### EXTRACT TO READ
The second option, another scaffold, Mark the critical moderate, has in a way been present for a longer time, and, one could say, is still the more dominant, the majoritarian position. The culminating presentation of this position is in a two volume Anchor Bible Commentary.  The author was (once) on the faculty of Boston University School of Theology, Joel Marcus, now at Duke. On this view, things in Mark’s community are not so much at daggers drawn. There are differences to be sure, but the disagreements are differences among friends. The Markan coaching does not face strong spirit people, committed to an idea of the ‘divine man’. Mark is not so negative about miracles. The disciples are mistaken but not malevolent. The titles for Jesus are not so telling or convincing. The real trouble is not so much in the community itself (perish the thought), but outside, among the potential deceivers of the church. Hence, on this scaffold, Mark has the job of more gently reminding his hearers of the cross, of suffering, of discipline, of the cruciform character of Christianity, as a moderate, a critical moderate, but a moderate, a coach, more than a critic, a critical moderate.

We have a hard time imaging that our faith tradition was born out of serious conflict. It is like family stories. We really don’t like to imagine that our family tree is littered with broken branches, dead limbs, crooked roots, and Dutch elm disease. We like the picture of the Palm Tree, majestic and free. The second option appeals to our sense of pride in our Christian heritage. It is a more pleasing view. But the former, Weeden’s Mark, is over time the stronger scaffold, and what we need from a scaffold is not presentation but reliability, not beauty but strength.

Here is where my feet come down. Marcus appeals to my heart, what I wish were true or truer. But my mind trusts Weeden. Our passage today is a case in point.

### WHAT TO DO
Answer these questions from the passage on the Gospel of Mark:
(a) In what series is the two-volume commentary by Joel Marcus published?
(b) What picture of the family tree do we like, according to the passage?
(c) Whose view does the speaker's mind trust?

Collection entries
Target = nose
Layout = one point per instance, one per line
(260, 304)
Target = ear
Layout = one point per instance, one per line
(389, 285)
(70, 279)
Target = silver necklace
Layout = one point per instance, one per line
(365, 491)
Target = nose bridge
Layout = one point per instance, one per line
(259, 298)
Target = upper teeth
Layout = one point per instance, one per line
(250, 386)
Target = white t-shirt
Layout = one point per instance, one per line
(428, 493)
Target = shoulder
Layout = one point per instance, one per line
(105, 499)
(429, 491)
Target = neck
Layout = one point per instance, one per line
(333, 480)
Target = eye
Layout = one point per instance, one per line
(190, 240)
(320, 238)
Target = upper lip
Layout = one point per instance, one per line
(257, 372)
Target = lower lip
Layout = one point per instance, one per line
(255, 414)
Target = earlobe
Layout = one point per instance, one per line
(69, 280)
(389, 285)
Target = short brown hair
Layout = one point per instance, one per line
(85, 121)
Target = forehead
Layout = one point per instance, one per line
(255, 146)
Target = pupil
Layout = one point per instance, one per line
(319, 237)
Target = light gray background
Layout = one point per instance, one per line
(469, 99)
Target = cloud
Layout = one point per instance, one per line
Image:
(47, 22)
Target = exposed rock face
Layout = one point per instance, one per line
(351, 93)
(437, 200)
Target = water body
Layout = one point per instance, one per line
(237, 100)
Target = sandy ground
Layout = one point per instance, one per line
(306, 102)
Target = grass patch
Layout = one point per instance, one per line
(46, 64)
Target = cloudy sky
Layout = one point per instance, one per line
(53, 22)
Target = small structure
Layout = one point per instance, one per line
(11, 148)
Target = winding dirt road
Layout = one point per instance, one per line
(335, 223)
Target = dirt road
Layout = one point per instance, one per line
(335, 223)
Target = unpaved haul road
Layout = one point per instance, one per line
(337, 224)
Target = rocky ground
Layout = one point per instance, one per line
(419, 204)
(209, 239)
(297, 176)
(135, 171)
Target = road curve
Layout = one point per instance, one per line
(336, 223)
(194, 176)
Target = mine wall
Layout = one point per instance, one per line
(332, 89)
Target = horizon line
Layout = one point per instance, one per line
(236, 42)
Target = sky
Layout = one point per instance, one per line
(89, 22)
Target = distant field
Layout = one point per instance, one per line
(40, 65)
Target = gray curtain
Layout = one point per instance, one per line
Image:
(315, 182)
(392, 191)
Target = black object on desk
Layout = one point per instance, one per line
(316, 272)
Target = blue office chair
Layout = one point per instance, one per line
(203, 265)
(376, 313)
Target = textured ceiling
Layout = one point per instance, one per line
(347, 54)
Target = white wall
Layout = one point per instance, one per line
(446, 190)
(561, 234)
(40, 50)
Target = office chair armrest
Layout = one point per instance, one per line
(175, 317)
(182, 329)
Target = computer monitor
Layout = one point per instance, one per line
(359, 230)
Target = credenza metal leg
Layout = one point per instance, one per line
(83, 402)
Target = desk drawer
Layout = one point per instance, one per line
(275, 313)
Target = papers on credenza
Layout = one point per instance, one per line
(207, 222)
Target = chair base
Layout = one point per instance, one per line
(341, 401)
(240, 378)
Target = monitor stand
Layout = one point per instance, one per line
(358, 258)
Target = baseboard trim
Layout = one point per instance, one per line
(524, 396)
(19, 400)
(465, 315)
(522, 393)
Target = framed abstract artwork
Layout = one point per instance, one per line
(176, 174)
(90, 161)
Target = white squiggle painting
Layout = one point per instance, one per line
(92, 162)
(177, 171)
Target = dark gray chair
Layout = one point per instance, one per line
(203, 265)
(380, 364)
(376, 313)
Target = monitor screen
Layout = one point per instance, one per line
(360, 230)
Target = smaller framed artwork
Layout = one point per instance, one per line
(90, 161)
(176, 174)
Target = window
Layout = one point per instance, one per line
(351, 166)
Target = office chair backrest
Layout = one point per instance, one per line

### TASK SOLUTION
(a) The Anchor Bible Commentary.
(b) The Palm Tree, majestic and free.
(c) Weeden's.